-------- CUPLIKAN HALAMAN

Mohon tunggu...
Agus Tarunajaya
Agus Tarunajaya Mohon Tunggu... Guru - Penulis

Hanya seorang laki-laki biasa

Selanjutnya

Tutup

Humaniora Artikel Utama

Biasakanlah Menceritakan Sejarah pada Anak

14 April 2017   02:45 Diperbarui: 15 April 2017   02:00 858
+
Laporkan Konten
Laporkan Akun
Kompasiana adalah platform blog. Konten ini menjadi tanggung jawab bloger dan tidak mewakili pandangan redaksi Kompas.
Lihat foto
Bagikan ide kreativitasmu dalam bentuk konten di Kompasiana | Sumber gambar: Freepik

Biasakan Bercerita Sejarah Pada Anak. Hal tersebut yang membuat saya termotivasi untuk menulis buku sejarah, dengan judul : Pendidikan Karakter Qurani; Sejarah, Hikmah Dan Akhlak Para Nabi yang diterbitkan bulan Januari 2017 kemarin. Juga termotivasi oleh quote Francis Bacon yang berkata bahwa; “Sejarah membuat manusia menjadi bijaksana.” Itulah alasan betapa pentingnya kita belajar sejarah.

Zaman sekarang sudah sedikit sekali anak-anak yang mau membaca buku, terutama buku sejarah. Silakan tanya pada mereka, atau anak anda di rumah, tentang sejarah para pahlawan bangsa dari daerah, dari masa penjajahan, sampai pahlawan kemerdekaan. Umunya pada geleng kepala.

----------------
-------- CATATAN TERSIMPAN

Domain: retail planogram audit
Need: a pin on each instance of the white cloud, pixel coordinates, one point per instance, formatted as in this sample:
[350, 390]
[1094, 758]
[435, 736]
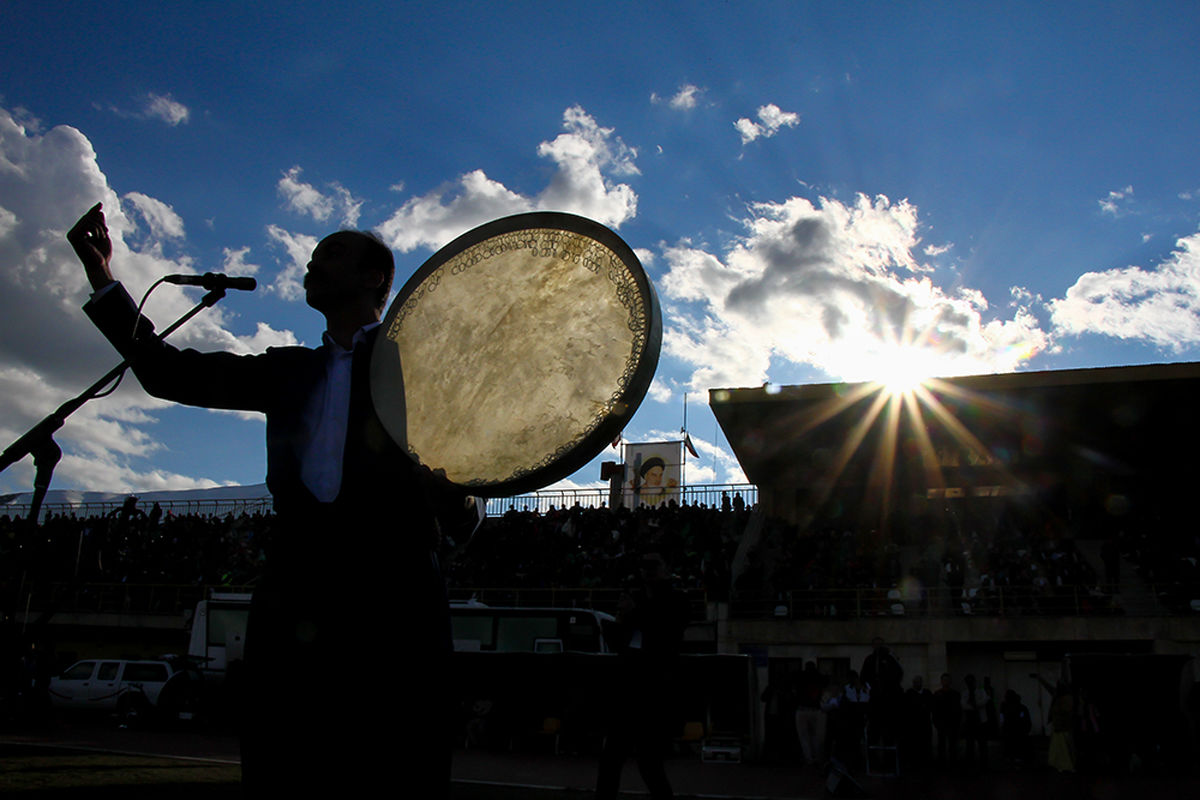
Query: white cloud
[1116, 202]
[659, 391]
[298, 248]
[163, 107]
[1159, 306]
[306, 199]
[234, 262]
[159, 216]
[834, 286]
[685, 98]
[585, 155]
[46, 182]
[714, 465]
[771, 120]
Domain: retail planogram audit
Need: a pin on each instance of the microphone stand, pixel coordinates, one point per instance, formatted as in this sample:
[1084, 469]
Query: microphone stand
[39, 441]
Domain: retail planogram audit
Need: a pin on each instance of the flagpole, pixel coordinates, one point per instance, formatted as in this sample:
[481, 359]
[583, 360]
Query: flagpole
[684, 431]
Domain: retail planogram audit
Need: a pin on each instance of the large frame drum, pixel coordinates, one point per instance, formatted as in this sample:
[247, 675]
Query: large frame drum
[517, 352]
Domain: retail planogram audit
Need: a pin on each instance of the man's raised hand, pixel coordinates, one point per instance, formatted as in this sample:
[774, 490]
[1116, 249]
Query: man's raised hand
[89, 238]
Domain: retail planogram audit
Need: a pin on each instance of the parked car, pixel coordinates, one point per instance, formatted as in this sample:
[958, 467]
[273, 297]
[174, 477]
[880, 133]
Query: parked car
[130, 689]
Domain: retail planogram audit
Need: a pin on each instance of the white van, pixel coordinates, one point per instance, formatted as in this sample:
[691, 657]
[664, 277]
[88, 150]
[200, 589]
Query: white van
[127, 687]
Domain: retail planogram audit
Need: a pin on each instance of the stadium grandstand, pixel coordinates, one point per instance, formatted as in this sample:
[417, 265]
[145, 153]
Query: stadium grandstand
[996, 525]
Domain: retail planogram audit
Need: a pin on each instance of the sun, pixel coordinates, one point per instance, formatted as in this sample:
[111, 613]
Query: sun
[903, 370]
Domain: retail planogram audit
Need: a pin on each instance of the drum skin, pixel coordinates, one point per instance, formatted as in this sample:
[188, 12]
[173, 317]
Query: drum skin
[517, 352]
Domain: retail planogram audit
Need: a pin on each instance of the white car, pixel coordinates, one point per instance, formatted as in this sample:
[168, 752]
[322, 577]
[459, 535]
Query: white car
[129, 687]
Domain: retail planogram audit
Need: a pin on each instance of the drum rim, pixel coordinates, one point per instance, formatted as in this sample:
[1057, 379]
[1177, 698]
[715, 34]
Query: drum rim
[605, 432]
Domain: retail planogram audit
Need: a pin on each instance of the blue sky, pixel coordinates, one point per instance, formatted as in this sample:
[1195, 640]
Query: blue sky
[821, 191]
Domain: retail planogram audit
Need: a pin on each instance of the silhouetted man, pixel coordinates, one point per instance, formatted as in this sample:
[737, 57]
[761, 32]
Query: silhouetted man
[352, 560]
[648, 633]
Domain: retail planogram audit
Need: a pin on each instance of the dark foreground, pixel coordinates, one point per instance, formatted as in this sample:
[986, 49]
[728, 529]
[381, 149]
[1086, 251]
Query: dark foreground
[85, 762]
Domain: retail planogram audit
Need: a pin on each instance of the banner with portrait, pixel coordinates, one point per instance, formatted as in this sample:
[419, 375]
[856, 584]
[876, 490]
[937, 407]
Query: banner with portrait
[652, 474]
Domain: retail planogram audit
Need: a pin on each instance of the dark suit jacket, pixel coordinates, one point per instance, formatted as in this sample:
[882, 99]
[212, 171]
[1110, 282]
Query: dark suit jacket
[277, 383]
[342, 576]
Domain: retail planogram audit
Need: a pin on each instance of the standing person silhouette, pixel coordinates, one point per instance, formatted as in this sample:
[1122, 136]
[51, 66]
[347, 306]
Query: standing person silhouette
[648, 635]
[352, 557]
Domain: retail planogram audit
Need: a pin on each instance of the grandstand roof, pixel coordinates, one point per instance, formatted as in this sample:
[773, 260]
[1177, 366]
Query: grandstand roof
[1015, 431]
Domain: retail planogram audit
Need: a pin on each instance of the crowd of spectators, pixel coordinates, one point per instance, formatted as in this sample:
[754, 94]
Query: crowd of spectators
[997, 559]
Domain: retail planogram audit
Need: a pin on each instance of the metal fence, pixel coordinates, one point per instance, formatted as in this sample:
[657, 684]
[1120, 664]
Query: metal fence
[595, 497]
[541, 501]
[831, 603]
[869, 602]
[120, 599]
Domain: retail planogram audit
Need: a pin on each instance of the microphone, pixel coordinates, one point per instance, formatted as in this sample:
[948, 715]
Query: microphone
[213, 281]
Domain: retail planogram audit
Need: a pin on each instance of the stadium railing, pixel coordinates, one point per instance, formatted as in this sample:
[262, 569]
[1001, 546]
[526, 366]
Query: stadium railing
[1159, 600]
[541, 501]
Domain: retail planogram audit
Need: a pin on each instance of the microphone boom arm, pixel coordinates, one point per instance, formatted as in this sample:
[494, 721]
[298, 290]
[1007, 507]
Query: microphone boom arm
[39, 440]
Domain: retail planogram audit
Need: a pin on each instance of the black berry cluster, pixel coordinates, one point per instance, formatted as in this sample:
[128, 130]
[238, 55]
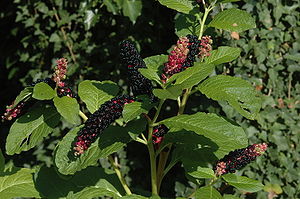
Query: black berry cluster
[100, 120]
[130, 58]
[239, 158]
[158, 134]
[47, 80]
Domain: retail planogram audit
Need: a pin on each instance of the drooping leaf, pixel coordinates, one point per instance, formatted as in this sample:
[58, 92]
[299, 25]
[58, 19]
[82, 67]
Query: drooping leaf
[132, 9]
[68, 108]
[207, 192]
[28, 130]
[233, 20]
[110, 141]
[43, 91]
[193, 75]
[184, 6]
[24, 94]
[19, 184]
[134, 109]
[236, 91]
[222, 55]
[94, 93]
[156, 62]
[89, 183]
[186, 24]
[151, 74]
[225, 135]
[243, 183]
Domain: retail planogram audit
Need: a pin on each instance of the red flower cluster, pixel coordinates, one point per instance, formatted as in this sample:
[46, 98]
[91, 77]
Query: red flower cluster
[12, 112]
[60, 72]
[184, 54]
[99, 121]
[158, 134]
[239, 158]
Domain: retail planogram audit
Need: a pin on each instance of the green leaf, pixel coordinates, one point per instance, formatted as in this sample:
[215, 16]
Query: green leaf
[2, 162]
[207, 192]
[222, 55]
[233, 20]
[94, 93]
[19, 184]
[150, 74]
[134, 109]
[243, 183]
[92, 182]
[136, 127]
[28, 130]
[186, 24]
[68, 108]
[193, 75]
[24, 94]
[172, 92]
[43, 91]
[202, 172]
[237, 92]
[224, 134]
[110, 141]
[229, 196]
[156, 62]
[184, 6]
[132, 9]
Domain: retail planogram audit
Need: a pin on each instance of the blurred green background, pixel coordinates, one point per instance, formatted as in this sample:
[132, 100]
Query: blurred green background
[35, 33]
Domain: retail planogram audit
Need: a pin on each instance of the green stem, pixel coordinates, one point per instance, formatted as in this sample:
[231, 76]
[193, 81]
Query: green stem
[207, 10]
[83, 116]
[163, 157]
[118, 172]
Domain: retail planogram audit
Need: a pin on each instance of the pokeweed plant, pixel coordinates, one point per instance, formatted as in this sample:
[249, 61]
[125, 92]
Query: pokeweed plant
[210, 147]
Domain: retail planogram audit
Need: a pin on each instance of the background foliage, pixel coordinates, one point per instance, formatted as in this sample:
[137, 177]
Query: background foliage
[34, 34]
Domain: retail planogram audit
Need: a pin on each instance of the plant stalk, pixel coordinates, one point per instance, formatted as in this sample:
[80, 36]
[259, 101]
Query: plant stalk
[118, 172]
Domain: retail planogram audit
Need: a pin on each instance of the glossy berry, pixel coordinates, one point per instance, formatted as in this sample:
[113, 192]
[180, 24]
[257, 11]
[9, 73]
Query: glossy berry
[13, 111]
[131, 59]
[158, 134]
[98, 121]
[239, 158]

----------------

LATIHAN: Tuliskan kembali dengan persis bagian tulisan tentang pentingnya bercerita sejarah kepada anak. Mulailah dari kata-kata yang memuat "Biasakan Bercerita Sejarah" dan berhentilah setelah "pada geleng kepala.".

PENYELESAIAN:
Biasakan Bercerita Sejarah Pada Anak. Hal tersebut yang membuat saya termotivasi untuk menulis buku sejarah, dengan judul : Pendidikan Karakter Qurani; Sejarah, Hikmah Dan Akhlak Para Nabi yang diterbitkan bulan Januari 2017 kemarin. Juga termotivasi oleh quote Francis Bacon yang berkata bahwa; “Sejarah membuat manusia menjadi bijaksana.” Itulah alasan betapa pentingnya kita belajar sejarah.

Zaman sekarang sudah sedikit sekali anak-anak yang mau membaca buku, terutama buku sejarah. Silakan tanya pada mereka, atau anak anda di rumah, tentang sejarah para pahlawan bangsa dari daerah, dari masa penjajahan, sampai pahlawan kemerdekaan. Umunya pada geleng kepala.